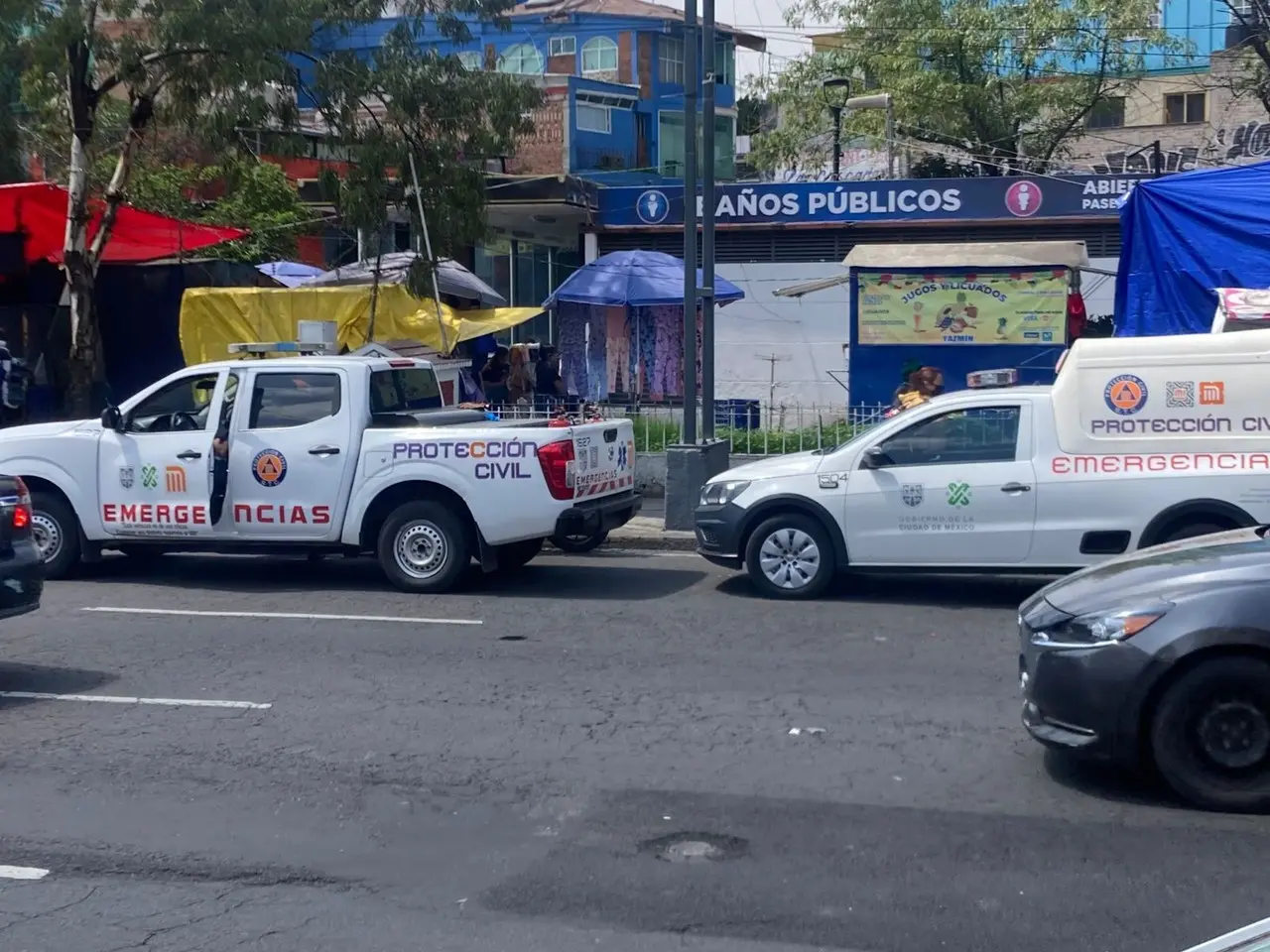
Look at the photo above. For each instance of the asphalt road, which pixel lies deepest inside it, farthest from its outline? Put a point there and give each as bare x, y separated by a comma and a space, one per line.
515, 784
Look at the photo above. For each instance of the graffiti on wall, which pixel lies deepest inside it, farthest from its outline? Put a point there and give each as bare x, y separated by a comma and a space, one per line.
1248, 141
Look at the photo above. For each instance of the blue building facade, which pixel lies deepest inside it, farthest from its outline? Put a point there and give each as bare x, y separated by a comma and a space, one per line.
612, 75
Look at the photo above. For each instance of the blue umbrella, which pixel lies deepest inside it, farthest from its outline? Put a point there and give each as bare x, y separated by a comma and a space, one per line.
635, 278
290, 275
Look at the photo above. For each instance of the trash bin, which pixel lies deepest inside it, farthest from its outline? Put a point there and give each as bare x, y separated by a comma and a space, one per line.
738, 414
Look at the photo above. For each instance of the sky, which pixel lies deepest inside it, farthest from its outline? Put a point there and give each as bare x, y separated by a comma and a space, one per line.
763, 18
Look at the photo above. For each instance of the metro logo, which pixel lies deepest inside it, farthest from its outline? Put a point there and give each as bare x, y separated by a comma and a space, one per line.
154, 515
282, 513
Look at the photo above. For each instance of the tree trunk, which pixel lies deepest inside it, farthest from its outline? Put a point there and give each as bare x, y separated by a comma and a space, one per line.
80, 275
82, 261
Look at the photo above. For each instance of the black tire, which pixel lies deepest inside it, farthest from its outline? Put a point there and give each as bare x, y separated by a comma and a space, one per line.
441, 547
517, 555
1192, 530
797, 529
54, 525
579, 543
1192, 708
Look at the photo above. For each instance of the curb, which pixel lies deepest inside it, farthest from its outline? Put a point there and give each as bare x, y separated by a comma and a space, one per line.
656, 543
642, 543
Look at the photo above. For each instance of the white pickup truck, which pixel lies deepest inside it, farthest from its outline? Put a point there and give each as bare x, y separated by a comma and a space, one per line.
1141, 440
343, 454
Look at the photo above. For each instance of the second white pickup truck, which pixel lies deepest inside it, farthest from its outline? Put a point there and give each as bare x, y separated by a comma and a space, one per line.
1141, 440
321, 454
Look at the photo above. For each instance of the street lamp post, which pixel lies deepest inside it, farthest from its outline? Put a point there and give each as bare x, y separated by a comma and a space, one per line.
835, 111
880, 100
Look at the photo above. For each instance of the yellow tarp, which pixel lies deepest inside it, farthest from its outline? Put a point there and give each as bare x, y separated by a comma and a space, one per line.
211, 318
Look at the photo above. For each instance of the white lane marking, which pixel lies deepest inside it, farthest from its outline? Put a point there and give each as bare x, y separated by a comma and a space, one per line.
302, 616
153, 701
22, 873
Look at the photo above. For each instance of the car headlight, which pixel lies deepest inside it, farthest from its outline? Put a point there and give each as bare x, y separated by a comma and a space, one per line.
1102, 627
722, 492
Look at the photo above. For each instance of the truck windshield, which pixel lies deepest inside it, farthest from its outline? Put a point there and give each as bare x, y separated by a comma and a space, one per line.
404, 390
861, 429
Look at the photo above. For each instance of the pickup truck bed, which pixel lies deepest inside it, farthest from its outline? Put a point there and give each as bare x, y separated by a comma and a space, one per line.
436, 419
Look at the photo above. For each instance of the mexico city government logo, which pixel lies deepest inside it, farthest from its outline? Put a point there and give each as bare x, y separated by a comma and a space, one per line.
652, 207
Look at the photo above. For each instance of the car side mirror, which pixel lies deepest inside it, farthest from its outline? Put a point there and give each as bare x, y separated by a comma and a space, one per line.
112, 419
875, 458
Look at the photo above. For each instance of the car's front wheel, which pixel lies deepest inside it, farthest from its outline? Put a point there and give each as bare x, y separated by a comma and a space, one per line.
1210, 735
55, 530
790, 556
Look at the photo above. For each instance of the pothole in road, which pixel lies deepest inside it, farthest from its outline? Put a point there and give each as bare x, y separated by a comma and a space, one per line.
695, 848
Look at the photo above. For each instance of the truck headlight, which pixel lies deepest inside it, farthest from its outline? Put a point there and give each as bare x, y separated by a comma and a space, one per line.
722, 492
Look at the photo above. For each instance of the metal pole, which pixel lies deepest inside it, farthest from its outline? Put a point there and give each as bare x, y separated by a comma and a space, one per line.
890, 137
690, 220
837, 143
432, 262
707, 191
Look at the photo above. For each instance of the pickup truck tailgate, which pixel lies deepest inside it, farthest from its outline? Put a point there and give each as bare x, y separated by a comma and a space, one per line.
◆ ◆ ◆ ◆ ◆ ◆ ◆
**Exercise prompt**
The job is to return the listing above exactly, minus its pictures.

**Result for this task**
Look at the photo above. For each instance of the asphalt road, which pixel lies deepest inside it, farthest from its outline? Put a point there and give each as bare x, y separated by a comma and a space, one per line.
515, 784
Look at the photo above. For each instance of the graffiti on wall, which pixel lies deepest inside it, farthest from its outline? Put a point there and give each as bare x, y separated by a comma and a space, one per line.
1248, 141
Look at the photo above. For each instance of the blue building facade, which pixel lies deepest inside it, farthest from its outline? Put a point there and give each as bare x, y separated by a comma and a space, one per line.
612, 75
Look at the photo above. For each instance of the blue umbrella, which pixel lies deepest inside it, farthest from its outline? Put a point there and give each as bare x, y separated by a comma and a space, one per line.
635, 278
290, 275
Look at the photo above. For each instance of the trash bin, which pixel lies deepest inside it, farthest from its outline? Put a point there and give each as bare x, y separated by a comma and a space, one per line.
738, 414
Look at the photo above. For each instance of the sky, which pixel lies deepest inside it, farthest from its outline? Put a point there and give each as bare x, y separated by a comma and a space, one per line.
763, 18
Look at the photo above. For each instance of the metro logo, which pixel lies deepest inside it, farthest from its outline? Put a point there and give each as bare x, y separated by a comma and a space, one per line.
154, 515
282, 513
Look at the photo above. For each instance of the tree trunk, which pixel lies deepest inside it, farthest from its outline? Put a point there and give each as bare x, y separated by a comma and a space, one per line.
80, 275
82, 261
Look at the photo above. For each instance of the black tire, which pixel lies deepest inside it, farthest from its outline? Put a point there and give each as bare x, y separated by a comma and a space, one per line.
441, 547
517, 555
1192, 530
797, 529
54, 525
579, 543
1192, 708
Look at the photo above. For each instance of the curb, which pixel lies deepest inside it, farthest from its outline? Put a point there and give each as bare x, y separated by a comma and a space, one per line.
656, 543
642, 543
Look at the photo above. For each instance of the white pickup truck, which pixel lies deepest inside it, farthest from its outline? Put a point there and give each as bare x, y separated by a comma and a space, one per line.
1141, 440
343, 454
Look at the photo above. For each instance of the second white pickup truck, which pixel lies deepest inside it, farthest from its outline? Put a point there and give each as bare x, y separated by a comma and a space, one per line.
1141, 440
321, 454
Look at the photo above. For each instance of the street lamp post, which pixel lies deepest inside it, farthest from its outline? Put a point there and give each as bare x, y separated by a comma and a space, one per line.
835, 111
880, 100
Look at the photo above. For each instance of the yellow tarp, which pixel lies deepest inside it, farthest from its outline? Put a point there and give each as bare x, y separated by a comma and a space, one per line.
211, 318
Look at the photo above. For each instance of the white lane marking, which pixel lies deepest inside it, farthest from its outline? Put a point there and give each as bare x, y separated by a comma and a space, one per line.
302, 616
153, 701
22, 873
Look at the photo above. For each instance of the car headlight, which pixel lies deepest inside it, farthest from its outline? Put a point there and give each as bare x, y separated by a comma and a space, one per line.
1102, 627
722, 492
Look at the photo above. For each instance of the truck windshield, which pixel lies deepest inside it, farthest from its outline? Put a point there and give each as bare x, y separated by a comma and a space, one per line.
404, 390
861, 429
Look at the photo above. For each instance of the pickup truck bed, which pixel lies deepest inside it, farthest from its outline? Put a point there and give each as bare x, y separated by a comma and a space, one per line.
436, 419
Look at the photo above. For each instance of the mexico city government logo, which pixel lies deepest inside it, farthest from its outline? Put a point there and give each as bare x, y separated by a comma and a space, one per line.
652, 207
Look at the photo above. For each instance of the car side mirror, which pixel lies deepest inside it, farthest from its outline? Put a point there and give each as bare x, y separated by a comma and a space, one per line.
112, 419
875, 458
Look at the photo above. For each instance of the car's front wheel, which pixel lies deepest inside it, farthest from its outline? Put a point there and give each as bare x, y separated by a comma and a space, one per line.
1210, 735
55, 530
790, 556
Look at the photo above. For each instance of the pothole in road, which pixel lies deepest inside it, farthest from its outline? Put a point there and give each as bare x, y separated by a comma and a space, one per line.
695, 848
Look at the photo above. For each instance of the truck headlight, which pixel lies deepest inside it, farthest from its outline? Put a point there and give each as bare x, y separated by a comma and a space, one per line.
722, 492
Look at the photo above. For each instance of the metal pole, which pixel lies deepest inside it, farthest from its outline? Put a point there and give each as bare x, y separated by a comma and a space, one per line.
890, 137
690, 220
837, 143
432, 262
707, 191
Look at the photo above. For each instance of the pickup truck tailgate, which pixel lies deepest inside it, farthest from its outline? Put a point there and give each as bare x, y separated by a comma and a space, one per line.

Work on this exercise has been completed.